### Exercise text
Label-free and ultrasensitive electrochemical detection of nucleic acids based on an exonuclease III-assisted target recycling amplification strategy using a heated gold disk electrode.

Abstract

The present work demonstrates a label-free, rapid and ultrasensitive electrochemical sensor for specific DNA detection with an exonuclease III (Exo III)-assisted target recycling amplification strategy and elevated electrode temperature at a heated gold disk electrode (HAuDE). The proposed electrochemical DNA (E-DNA) sensor was designed such that in the presence of the target DNA, the electrode self-assembled capture probe hybridizes with the target DNA to form a duplex structure, which triggers Exo III to specifically recognize this structure and selectively digest the capture probe, while the released target DNA underwent recycling to hybridize with a new capture probe, leading to the gradual digestion of a large amount of capture probes. It was found that during the digestion period, the activity of Exo III could be significantly improved by elevating electrode temperature, thus promoting the digestion reaction and improving the sensitivity for target DNA detection. Furthermore, an electrochemical indicator ([Ru(NH₃)₆]³⁺) was electrostatically bound to the capture probe, leading to a significant square wave voltammetry (SWV) response, which directly related to the amount and length of the capture probes remaining in the electrode and provided a quantitative measure for target DNA detection. The proposed strategy realized the highly sensitive detection of the target DNA with a detection limit of 26 aM (S/N = 3) at an electrode temperature of 40 °C during the digestion period, which was about two magnitudes lower than that at 24 °C.

Collected data:
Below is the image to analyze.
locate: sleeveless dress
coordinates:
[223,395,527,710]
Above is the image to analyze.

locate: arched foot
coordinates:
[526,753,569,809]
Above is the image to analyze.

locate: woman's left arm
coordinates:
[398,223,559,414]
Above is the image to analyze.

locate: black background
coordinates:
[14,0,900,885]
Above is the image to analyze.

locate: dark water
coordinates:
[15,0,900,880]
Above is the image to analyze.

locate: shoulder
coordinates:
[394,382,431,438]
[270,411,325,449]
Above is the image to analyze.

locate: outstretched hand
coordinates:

### Required work
1. Answer these questions using the abstract on electrochemical DNA detection:
(a) What kind of electrode does the sensor use?
(b) Which electrochemical indicator is electrostatically bound to the capture probe?
(c) What detection limit was reached at an electrode temperature of 40 °C during the digestion period?
2. Print the part of the abstract on electrochemical DNA detection from "Label-free and ultrasensitive" to "gold disk electrode.".
The entries are not needed for this work.

### Exercise solutions
1.
(a) A heated gold disk electrode (HAuDE).
(b) [Ru(NH₃)₆]³⁺.
(c) 26 aM (S/N = 3).

2.
Label-free and ultrasensitive electrochemical detection of nucleic acids based on an exonuclease III-assisted target recycling amplification strategy using a heated gold disk electrode.